# Working data:
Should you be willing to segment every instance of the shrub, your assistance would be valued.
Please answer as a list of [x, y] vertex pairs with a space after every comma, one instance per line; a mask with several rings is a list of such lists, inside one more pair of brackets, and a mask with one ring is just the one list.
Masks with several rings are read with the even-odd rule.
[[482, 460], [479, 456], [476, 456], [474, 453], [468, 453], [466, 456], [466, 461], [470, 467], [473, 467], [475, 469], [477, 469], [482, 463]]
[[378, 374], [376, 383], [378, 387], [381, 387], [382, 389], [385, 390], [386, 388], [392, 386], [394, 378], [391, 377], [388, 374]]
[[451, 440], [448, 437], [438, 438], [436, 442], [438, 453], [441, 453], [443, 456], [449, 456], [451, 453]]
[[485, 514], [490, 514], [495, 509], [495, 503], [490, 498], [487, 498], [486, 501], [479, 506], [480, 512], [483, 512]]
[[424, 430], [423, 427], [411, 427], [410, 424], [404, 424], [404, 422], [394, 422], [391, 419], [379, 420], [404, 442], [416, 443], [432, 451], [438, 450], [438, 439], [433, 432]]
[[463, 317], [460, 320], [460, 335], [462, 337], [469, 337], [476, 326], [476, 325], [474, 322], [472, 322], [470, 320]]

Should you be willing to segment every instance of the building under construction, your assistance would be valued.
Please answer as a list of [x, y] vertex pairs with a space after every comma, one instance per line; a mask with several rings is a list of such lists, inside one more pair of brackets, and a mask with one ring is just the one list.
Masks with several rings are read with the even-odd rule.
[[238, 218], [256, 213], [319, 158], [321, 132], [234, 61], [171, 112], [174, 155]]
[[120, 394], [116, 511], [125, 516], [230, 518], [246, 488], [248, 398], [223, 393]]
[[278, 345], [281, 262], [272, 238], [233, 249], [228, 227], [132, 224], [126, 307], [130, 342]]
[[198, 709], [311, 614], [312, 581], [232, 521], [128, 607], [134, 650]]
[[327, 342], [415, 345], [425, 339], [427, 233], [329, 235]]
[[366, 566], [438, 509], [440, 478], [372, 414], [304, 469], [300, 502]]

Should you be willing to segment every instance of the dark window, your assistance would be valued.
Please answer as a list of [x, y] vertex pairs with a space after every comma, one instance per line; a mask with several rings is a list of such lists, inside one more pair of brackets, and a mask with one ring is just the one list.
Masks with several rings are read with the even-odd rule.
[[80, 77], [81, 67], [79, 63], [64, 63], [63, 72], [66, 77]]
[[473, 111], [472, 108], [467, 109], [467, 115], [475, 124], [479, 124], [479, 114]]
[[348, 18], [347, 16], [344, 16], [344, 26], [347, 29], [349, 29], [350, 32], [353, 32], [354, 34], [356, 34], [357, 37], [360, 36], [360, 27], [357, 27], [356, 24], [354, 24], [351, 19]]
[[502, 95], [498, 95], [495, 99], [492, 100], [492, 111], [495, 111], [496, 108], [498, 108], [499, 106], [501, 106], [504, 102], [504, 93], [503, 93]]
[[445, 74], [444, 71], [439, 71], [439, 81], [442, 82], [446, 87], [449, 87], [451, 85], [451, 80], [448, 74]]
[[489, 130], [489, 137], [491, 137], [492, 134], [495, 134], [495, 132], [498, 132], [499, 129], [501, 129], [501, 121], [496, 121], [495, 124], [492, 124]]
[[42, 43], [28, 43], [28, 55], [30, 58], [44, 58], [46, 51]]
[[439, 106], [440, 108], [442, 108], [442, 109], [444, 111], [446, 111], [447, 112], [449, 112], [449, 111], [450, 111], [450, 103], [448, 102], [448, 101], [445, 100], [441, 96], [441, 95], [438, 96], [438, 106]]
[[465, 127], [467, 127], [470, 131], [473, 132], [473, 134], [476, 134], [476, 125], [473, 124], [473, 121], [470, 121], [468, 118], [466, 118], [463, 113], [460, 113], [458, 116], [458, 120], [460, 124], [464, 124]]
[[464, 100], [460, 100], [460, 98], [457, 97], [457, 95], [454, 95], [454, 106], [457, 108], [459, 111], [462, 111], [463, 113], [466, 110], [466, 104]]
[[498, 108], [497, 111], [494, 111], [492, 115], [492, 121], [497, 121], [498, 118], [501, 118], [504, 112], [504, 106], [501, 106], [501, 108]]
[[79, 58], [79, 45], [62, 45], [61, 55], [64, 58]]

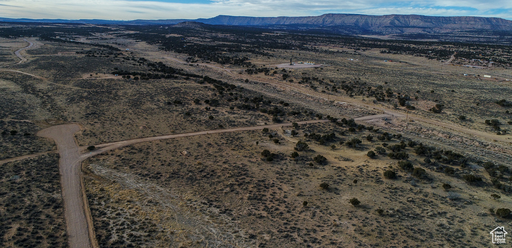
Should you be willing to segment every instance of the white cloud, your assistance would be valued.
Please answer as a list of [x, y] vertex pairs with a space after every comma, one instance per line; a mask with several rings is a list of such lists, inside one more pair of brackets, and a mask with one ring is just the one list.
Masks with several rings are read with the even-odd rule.
[[131, 20], [195, 19], [220, 14], [296, 16], [343, 13], [480, 16], [495, 14], [496, 17], [512, 19], [510, 12], [493, 10], [512, 9], [510, 0], [490, 3], [477, 0], [396, 0], [392, 3], [385, 0], [212, 0], [202, 4], [130, 0], [10, 0], [0, 1], [0, 17], [11, 18]]

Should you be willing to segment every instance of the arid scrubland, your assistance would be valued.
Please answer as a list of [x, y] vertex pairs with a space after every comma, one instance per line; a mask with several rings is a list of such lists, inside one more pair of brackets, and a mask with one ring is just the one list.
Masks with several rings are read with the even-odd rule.
[[[144, 27], [34, 38], [15, 65], [22, 39], [0, 40], [0, 160], [55, 150], [35, 134], [71, 122], [88, 147], [331, 121], [136, 144], [86, 160], [101, 247], [485, 247], [489, 232], [509, 225], [506, 61], [447, 62], [446, 49], [462, 44], [403, 46], [434, 57], [373, 40]], [[275, 67], [290, 58], [326, 65]], [[57, 160], [0, 164], [0, 244], [66, 246]]]

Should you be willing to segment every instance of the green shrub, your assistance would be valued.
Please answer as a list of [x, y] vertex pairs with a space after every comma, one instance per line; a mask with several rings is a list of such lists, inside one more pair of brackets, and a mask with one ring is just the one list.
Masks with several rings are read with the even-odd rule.
[[352, 206], [359, 206], [359, 205], [361, 204], [361, 202], [359, 201], [359, 200], [355, 197], [354, 197], [349, 200], [349, 202], [350, 202], [350, 204], [352, 204]]
[[309, 148], [308, 144], [306, 142], [303, 142], [301, 141], [298, 141], [297, 144], [295, 145], [295, 149], [297, 151], [301, 151], [307, 150]]
[[407, 160], [400, 160], [397, 162], [397, 164], [400, 169], [407, 171], [412, 171], [413, 170], [413, 164], [409, 161]]
[[416, 177], [423, 177], [426, 175], [426, 171], [422, 168], [416, 167], [413, 170], [413, 175]]
[[396, 172], [391, 170], [388, 170], [384, 172], [384, 177], [388, 179], [393, 179], [396, 177]]
[[313, 158], [313, 161], [319, 164], [323, 164], [327, 161], [327, 159], [322, 155], [318, 154]]
[[477, 176], [475, 175], [472, 175], [471, 174], [466, 174], [462, 176], [462, 178], [464, 178], [466, 182], [471, 183], [474, 183], [475, 182], [480, 182], [482, 181], [482, 177], [480, 176]]
[[498, 209], [496, 210], [496, 215], [502, 218], [510, 217], [510, 210], [508, 209]]

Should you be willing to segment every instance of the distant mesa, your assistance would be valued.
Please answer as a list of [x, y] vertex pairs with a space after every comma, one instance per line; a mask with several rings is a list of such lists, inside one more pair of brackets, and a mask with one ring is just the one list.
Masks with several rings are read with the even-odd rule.
[[325, 14], [317, 16], [258, 17], [218, 15], [196, 19], [133, 20], [12, 19], [0, 21], [80, 23], [91, 24], [177, 25], [175, 27], [198, 27], [200, 23], [214, 25], [260, 26], [284, 29], [315, 29], [329, 28], [324, 32], [391, 34], [403, 33], [450, 33], [475, 30], [512, 31], [512, 20], [496, 17], [476, 16], [429, 16], [419, 15], [367, 15], [355, 14]]

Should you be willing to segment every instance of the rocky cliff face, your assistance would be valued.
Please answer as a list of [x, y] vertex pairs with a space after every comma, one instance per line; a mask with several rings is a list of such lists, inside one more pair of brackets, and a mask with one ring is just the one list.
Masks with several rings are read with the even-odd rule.
[[[331, 30], [350, 30], [350, 32], [392, 34], [401, 33], [443, 33], [452, 32], [488, 31], [512, 31], [512, 20], [500, 18], [475, 16], [427, 16], [418, 15], [366, 15], [353, 14], [325, 14], [318, 16], [280, 16], [253, 17], [219, 15], [208, 19], [134, 20], [109, 21], [106, 20], [49, 20], [8, 19], [4, 21], [68, 22], [92, 24], [170, 25], [183, 21], [197, 21], [205, 24], [279, 27], [294, 29], [328, 29]], [[343, 33], [343, 32], [341, 32]]]
[[382, 32], [386, 30], [420, 29], [446, 32], [470, 29], [512, 31], [512, 21], [474, 16], [426, 16], [418, 15], [365, 15], [326, 14], [318, 16], [251, 17], [219, 15], [197, 20], [207, 24], [269, 26], [307, 24], [317, 27], [351, 26]]

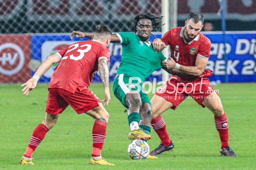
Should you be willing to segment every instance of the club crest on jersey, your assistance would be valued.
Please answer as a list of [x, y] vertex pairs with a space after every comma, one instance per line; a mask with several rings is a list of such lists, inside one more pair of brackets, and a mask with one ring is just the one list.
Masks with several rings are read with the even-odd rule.
[[176, 49], [176, 50], [179, 50], [179, 46], [178, 46], [178, 45], [177, 45], [175, 46], [175, 49]]
[[190, 49], [190, 51], [189, 51], [189, 53], [192, 55], [194, 55], [196, 53], [196, 48], [191, 47], [191, 48]]

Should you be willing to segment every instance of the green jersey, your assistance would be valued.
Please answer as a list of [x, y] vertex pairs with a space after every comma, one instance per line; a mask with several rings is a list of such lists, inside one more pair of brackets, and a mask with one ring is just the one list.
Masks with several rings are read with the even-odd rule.
[[166, 58], [162, 52], [157, 52], [151, 42], [143, 41], [133, 33], [117, 34], [123, 48], [117, 74], [139, 77], [144, 82], [153, 71], [162, 67], [162, 61]]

# Problem statement:
Nothing but the lines from the line with "Should you be willing to segment every instance of the club" to the last line of the listing above should appear; please retype them exactly, both ends included.

# Output for this exercise:
Should you be willing to segment every instance of the club crest on jersey, your assistance would be valued.
Please answer as a list of [x, y] vertex pairs with a space after every comma, one instance per line; a mask with several rings is a list of such lists, inside one more pair of brackets, and a mask with one ring is just the one list.
Masks with several rings are read with the even-odd rule.
[[176, 49], [176, 50], [179, 50], [179, 46], [178, 46], [178, 45], [177, 45], [175, 46], [175, 49]]
[[190, 49], [190, 51], [189, 51], [189, 53], [192, 55], [194, 55], [196, 53], [196, 48], [191, 47], [191, 48]]

Should you be willing to segment every instance of the green jersey, your assistance would be valued.
Please answer as a list of [x, y] vertex pairs with a space after every comma, one instance per line; a mask with several rings is a list of such lists, inside one more pair of brackets, and a mask with one ring is just the one list.
Masks with several rings are read with the even-odd rule.
[[166, 58], [162, 52], [157, 52], [151, 42], [143, 41], [133, 33], [117, 34], [123, 48], [117, 74], [139, 77], [144, 82], [153, 71], [162, 67], [162, 61]]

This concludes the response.